課題の説明:
松下幸之助の試作品確認を描いた本文抜粋から、「私が松下幸之助さんのそばで仕」から「作品を、両手で触ってみます。」までの部分を一字一句変えずに書き写してください。

#### 本文抜粋 ####

●試作品を入念に確認する松下幸之助
今回は、松下幸之助さんが従業員に対してだけではなく、お客様の側にも立っていた、というお話をします。
私が松下幸之助さんのそばで仕事をするようになって5年ほどたった時に、テレビ事業部の担当重役とその技術者たちが、テレビの試作品を持ってきました。松下幸之助さんは、部下が持ってきた試作品や製品に対して、非常に面白い所作をする人で、小さな製品でしたら、必ず両手で持って触りながら話を聞きます。例えば、「これはこういう新しい製品です」と技術者が話すと、松下さんは、「いいものができたし、形もいい」などと言いながら、技術者が昼夜兼行で作った試作品を、両手で触ってみます。
テレビの試作品だと、わざわざ立ち上がっていって、一通りの説明を聞いた後に、子どもをなでるようにテレビを手で触ります。手で触って裏側も見て、これでいいのではないかと確かめます。当時はテレビにリモコンがなく、ダイヤル式のチャンネルだったので、それをガチャガチャと回して変えて見て、「これもなかなかいいじゃないか」というようなことを言います。それを私もそばで見ていて、今までにない格好いい製品ができたと思っていました。

#### 提供データ ####

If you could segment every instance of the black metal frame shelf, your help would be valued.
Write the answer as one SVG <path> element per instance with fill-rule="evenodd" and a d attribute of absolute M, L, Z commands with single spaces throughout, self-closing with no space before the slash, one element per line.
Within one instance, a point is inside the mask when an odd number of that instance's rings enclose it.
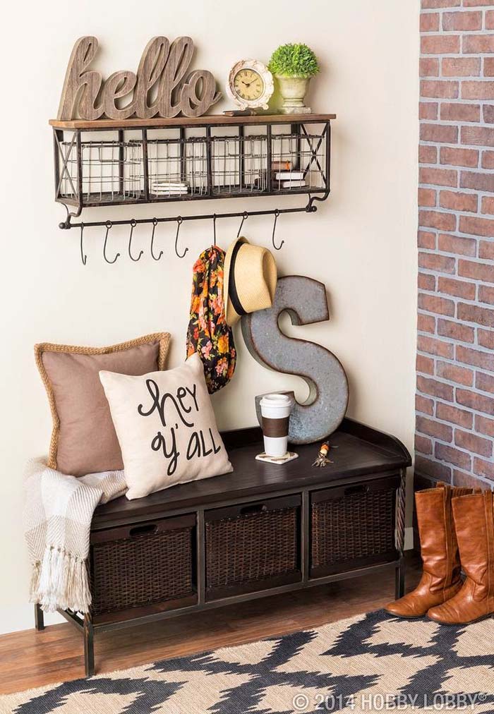
<path fill-rule="evenodd" d="M 86 208 L 226 198 L 306 195 L 304 206 L 248 211 L 248 215 L 314 212 L 315 201 L 326 200 L 330 192 L 334 118 L 334 114 L 306 114 L 120 123 L 52 120 L 55 200 L 67 211 L 60 227 L 81 227 L 71 218 Z M 208 213 L 183 220 L 247 213 Z M 136 222 L 156 225 L 180 218 Z M 132 225 L 132 221 L 111 223 Z"/>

####

課題の結果:
私が松下幸之助さんのそばで仕事をするようになって5年ほどたった時に、テレビ事業部の担当重役とその技術者たちが、テレビの試作品を持ってきました。松下幸之助さんは、部下が持ってきた試作品や製品に対して、非常に面白い所作をする人で、小さな製品でしたら、必ず両手で持って触りながら話を聞きます。例えば、「これはこういう新しい製品です」と技術者が話すと、松下さんは、「いいものができたし、形もいい」などと言いながら、技術者が昼夜兼行で作った試作品を、両手で触ってみます。